- _PROVIDED DATA_:
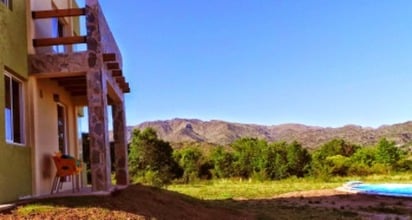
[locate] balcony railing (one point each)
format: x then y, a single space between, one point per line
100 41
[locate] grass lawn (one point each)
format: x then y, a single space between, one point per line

--

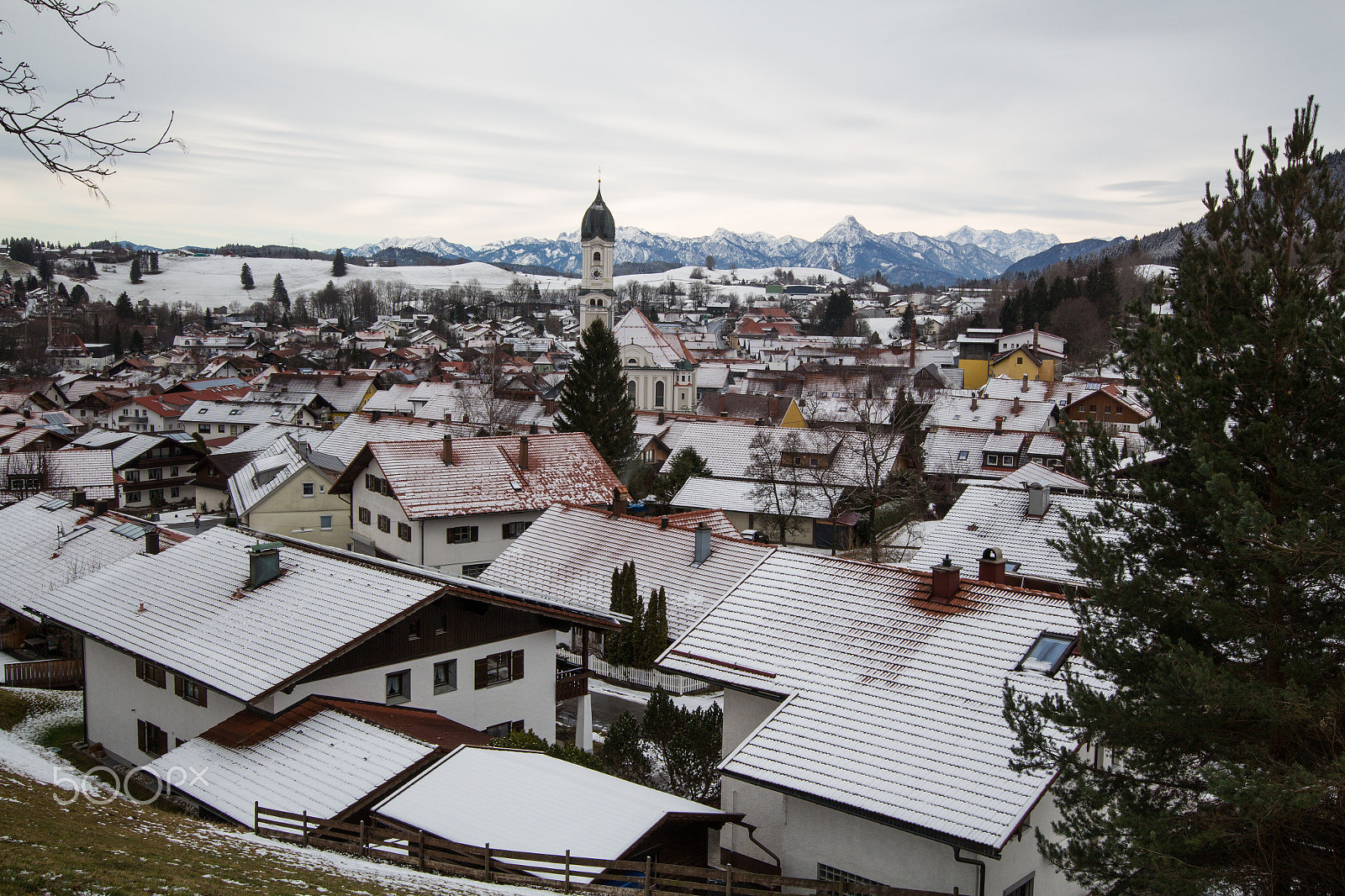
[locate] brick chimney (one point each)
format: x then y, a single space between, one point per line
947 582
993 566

- _SHORT TASK_:
Collect each line from the items that contains the word "locate".

- _FINAL ANSWER_:
[locate] balcony railing (one point each)
[locate] grass lawn (one point each)
[locate] brick chimney (one point each)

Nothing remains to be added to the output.